Excerpts from a dataset -
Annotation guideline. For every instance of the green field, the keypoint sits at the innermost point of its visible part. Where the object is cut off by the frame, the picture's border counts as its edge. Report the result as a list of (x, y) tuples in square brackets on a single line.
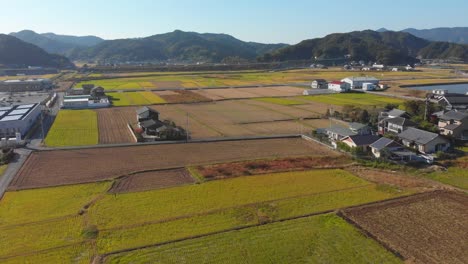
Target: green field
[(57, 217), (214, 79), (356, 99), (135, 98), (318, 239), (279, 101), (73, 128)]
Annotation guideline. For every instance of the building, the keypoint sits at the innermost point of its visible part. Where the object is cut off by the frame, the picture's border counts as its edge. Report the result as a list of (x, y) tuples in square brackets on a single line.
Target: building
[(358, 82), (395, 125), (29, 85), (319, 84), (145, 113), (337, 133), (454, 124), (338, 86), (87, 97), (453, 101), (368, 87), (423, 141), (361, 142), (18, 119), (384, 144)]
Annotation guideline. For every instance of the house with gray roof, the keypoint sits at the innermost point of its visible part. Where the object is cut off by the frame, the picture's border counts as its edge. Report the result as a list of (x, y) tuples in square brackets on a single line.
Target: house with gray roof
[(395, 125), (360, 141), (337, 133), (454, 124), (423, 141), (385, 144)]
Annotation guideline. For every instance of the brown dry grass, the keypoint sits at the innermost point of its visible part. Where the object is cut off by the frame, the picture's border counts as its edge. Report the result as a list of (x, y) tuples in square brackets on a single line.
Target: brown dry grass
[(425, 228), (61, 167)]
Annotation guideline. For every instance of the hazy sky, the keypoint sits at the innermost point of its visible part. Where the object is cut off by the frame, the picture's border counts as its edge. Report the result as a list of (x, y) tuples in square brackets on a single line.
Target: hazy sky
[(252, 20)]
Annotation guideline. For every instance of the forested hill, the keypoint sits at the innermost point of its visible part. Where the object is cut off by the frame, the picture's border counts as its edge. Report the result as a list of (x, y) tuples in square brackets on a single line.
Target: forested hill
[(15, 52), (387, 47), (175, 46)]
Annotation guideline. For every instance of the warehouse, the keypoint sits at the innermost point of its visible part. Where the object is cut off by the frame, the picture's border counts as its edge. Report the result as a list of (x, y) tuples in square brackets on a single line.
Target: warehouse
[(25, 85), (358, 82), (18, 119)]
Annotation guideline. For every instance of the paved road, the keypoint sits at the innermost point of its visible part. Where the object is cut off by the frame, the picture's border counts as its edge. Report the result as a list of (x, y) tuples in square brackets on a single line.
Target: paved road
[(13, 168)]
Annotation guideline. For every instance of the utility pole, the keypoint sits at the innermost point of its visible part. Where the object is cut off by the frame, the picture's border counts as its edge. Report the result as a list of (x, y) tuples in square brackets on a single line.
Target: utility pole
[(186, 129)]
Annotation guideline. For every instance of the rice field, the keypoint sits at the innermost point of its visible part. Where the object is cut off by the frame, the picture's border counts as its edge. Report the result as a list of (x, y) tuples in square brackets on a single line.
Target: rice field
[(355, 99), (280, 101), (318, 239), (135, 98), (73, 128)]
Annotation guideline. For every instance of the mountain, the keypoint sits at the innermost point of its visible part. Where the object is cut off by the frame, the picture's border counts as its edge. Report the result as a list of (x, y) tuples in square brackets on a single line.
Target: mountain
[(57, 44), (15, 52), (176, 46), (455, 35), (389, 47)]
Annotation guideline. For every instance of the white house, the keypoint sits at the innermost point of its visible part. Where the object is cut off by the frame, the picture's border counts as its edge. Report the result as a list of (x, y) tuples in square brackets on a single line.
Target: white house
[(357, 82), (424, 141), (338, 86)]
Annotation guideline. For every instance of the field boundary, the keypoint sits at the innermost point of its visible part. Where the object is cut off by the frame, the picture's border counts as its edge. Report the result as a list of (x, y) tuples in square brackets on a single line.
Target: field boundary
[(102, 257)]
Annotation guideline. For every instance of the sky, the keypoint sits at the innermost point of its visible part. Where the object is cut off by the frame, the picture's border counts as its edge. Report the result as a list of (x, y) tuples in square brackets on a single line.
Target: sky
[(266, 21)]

==

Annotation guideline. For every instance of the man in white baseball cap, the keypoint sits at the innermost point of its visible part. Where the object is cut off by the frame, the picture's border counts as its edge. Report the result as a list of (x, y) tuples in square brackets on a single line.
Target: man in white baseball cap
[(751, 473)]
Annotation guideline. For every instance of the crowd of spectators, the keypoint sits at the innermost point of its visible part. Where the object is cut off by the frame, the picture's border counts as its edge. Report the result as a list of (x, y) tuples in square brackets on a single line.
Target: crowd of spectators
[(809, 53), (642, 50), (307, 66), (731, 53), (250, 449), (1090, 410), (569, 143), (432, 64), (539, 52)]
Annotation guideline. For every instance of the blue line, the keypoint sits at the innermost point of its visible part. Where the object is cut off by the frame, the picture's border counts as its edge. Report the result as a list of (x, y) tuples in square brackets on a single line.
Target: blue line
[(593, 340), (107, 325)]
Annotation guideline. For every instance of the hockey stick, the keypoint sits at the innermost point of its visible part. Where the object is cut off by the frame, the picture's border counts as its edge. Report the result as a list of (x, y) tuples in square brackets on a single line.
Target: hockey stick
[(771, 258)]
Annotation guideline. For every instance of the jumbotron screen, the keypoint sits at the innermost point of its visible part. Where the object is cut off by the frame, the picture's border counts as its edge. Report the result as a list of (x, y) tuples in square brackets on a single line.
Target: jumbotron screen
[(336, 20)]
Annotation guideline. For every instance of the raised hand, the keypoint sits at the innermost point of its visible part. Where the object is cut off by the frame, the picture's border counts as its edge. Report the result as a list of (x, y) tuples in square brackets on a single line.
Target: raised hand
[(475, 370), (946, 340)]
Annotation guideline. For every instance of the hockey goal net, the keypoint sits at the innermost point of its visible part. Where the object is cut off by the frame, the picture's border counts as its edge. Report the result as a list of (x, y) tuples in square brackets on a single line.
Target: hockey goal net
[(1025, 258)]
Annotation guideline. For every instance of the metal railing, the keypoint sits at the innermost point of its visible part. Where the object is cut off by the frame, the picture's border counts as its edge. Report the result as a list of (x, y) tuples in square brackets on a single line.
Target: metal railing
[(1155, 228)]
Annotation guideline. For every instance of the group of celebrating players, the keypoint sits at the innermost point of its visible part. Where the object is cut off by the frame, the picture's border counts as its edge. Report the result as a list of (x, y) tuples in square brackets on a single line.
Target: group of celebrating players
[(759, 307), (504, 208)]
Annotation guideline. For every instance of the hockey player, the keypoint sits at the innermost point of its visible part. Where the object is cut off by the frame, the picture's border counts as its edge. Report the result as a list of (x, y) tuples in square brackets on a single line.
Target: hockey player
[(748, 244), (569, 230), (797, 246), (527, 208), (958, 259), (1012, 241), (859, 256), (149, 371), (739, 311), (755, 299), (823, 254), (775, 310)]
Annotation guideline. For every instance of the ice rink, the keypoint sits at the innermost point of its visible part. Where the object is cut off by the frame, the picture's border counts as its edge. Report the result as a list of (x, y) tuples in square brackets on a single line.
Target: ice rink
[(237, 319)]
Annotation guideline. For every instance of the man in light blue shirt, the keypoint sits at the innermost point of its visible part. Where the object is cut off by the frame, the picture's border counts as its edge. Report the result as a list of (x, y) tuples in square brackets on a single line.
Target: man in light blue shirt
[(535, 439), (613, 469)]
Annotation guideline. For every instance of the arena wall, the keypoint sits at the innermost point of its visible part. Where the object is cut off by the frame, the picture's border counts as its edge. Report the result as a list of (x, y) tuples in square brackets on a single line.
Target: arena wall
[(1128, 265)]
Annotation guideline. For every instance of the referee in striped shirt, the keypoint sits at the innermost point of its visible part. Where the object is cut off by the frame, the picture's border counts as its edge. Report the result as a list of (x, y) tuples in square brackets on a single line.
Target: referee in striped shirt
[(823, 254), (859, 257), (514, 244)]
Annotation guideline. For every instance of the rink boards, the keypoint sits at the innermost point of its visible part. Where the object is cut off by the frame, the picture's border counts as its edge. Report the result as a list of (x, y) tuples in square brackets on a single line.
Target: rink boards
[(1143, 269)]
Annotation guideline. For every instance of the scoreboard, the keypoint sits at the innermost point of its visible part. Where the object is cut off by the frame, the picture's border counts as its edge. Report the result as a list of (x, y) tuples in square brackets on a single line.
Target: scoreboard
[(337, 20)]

* * *

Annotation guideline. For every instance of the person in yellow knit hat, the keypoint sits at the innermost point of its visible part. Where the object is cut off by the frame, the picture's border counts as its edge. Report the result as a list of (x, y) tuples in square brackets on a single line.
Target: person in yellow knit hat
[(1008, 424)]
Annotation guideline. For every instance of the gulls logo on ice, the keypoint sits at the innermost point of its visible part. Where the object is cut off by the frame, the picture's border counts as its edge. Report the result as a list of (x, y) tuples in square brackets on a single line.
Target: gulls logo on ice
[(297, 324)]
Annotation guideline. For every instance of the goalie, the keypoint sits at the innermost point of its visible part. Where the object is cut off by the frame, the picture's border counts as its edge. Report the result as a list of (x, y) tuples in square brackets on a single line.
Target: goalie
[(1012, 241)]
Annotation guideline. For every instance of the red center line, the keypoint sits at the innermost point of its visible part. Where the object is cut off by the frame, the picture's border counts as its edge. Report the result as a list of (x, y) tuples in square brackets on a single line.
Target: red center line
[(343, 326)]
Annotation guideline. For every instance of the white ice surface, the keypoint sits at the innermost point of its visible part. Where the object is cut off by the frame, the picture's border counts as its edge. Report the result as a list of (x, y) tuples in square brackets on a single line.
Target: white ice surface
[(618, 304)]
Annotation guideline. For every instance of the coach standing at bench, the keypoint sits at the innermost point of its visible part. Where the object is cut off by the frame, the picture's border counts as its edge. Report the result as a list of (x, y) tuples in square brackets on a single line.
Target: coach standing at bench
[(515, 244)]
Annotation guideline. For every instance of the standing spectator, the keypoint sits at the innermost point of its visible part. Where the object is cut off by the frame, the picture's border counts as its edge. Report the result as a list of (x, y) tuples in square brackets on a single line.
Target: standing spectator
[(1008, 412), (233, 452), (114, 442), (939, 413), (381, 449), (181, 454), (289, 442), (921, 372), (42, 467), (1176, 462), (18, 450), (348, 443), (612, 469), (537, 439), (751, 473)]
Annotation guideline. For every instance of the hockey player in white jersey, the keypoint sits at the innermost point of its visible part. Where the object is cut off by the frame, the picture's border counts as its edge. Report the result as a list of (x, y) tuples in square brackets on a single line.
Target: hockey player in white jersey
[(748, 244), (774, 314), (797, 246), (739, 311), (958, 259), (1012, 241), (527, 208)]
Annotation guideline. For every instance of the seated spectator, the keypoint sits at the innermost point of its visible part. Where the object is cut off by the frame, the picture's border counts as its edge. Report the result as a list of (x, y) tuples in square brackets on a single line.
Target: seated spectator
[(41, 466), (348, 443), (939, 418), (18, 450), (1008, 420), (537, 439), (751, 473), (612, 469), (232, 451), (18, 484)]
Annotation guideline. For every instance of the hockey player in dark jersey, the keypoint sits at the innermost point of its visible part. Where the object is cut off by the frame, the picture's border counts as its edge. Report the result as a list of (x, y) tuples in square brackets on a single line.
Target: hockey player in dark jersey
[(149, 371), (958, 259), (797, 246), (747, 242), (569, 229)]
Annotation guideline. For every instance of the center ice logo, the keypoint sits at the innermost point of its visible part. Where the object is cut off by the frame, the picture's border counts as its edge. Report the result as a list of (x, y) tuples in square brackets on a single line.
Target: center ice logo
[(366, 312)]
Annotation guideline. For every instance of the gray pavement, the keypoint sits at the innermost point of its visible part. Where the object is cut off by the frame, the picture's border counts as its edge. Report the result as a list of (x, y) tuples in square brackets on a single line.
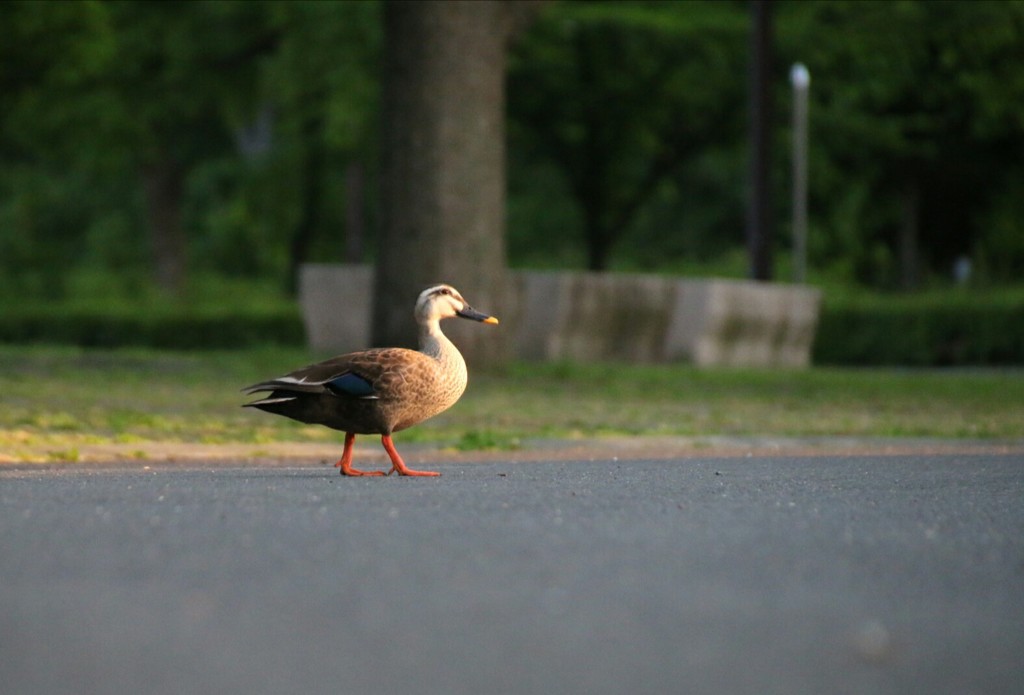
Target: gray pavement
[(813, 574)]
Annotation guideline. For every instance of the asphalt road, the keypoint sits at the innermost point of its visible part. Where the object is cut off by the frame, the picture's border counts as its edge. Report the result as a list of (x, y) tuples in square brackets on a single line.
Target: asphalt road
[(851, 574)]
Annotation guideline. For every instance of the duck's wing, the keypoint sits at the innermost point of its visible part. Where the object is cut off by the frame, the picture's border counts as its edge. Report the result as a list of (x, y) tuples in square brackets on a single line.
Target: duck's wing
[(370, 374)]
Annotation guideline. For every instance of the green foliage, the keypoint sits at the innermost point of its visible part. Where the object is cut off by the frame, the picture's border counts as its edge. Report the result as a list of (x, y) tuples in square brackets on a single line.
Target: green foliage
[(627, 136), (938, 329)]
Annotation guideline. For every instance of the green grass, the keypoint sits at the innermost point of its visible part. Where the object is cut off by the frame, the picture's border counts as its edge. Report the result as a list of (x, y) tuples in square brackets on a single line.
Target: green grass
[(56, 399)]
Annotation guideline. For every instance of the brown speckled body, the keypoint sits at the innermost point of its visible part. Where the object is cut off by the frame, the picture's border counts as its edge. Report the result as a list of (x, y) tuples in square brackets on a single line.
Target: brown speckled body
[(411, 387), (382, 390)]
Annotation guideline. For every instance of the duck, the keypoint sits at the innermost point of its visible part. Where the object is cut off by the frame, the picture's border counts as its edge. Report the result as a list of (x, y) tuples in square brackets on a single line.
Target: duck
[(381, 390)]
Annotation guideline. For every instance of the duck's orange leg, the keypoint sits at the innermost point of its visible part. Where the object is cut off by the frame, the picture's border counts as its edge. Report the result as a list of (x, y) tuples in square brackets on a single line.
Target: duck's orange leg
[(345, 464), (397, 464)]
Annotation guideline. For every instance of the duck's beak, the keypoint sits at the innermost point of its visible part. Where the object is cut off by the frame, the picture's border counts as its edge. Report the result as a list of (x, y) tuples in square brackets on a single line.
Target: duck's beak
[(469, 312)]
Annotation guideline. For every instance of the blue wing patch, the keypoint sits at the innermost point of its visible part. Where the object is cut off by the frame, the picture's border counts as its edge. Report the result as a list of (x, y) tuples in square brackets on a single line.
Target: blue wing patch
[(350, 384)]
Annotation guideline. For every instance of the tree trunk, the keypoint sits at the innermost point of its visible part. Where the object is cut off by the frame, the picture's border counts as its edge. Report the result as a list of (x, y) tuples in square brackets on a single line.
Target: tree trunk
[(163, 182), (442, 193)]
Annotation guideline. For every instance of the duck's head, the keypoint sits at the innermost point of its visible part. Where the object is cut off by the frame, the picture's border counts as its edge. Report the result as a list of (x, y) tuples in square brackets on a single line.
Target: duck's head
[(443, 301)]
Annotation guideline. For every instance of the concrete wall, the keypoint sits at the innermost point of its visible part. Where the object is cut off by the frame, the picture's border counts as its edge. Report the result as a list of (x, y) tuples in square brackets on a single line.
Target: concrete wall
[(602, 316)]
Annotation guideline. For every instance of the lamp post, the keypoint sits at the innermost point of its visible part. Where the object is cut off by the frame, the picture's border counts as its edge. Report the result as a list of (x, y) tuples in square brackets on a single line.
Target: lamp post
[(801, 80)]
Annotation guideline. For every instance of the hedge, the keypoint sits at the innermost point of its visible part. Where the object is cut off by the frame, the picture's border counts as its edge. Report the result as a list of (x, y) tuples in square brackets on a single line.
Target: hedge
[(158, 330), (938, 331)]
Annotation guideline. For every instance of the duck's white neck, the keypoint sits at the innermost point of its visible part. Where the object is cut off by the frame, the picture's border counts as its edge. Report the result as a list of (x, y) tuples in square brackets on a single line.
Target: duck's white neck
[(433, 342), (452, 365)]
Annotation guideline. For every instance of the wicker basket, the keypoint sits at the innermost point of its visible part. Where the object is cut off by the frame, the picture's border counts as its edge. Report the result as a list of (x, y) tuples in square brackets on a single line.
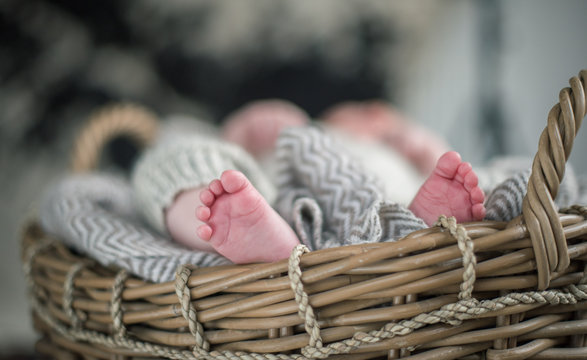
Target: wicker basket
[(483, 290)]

HOW TO COMPLETE THIS TASK -
Beginning at the line above with "Target: mountain" and finishing at the line with "Annotation guideline. For every instance of the field", return each line exactly and return nothing else.

RESULT OF THIS EXERCISE -
Target: mountain
[(57, 44), (15, 52), (176, 46), (455, 35), (389, 47)]
Annotation guideline. For every instance of the white house, the keypoint sits at the innermost point of its visible part. Where the object is cut off by the frame, the picture's border counts as its edge. Report the result as a list of (x, y) tuples in square brackets on a single line.
Target: white house
[(357, 82), (424, 141), (338, 86)]
Annotation guideline. For every instance of the field boundary, the keypoint sits at the innermost point of its visible part. Where the object is cut off by the frame, the picture's border counts as its edge. Report the result as a list of (x, y) tuples in square brackets on a single line.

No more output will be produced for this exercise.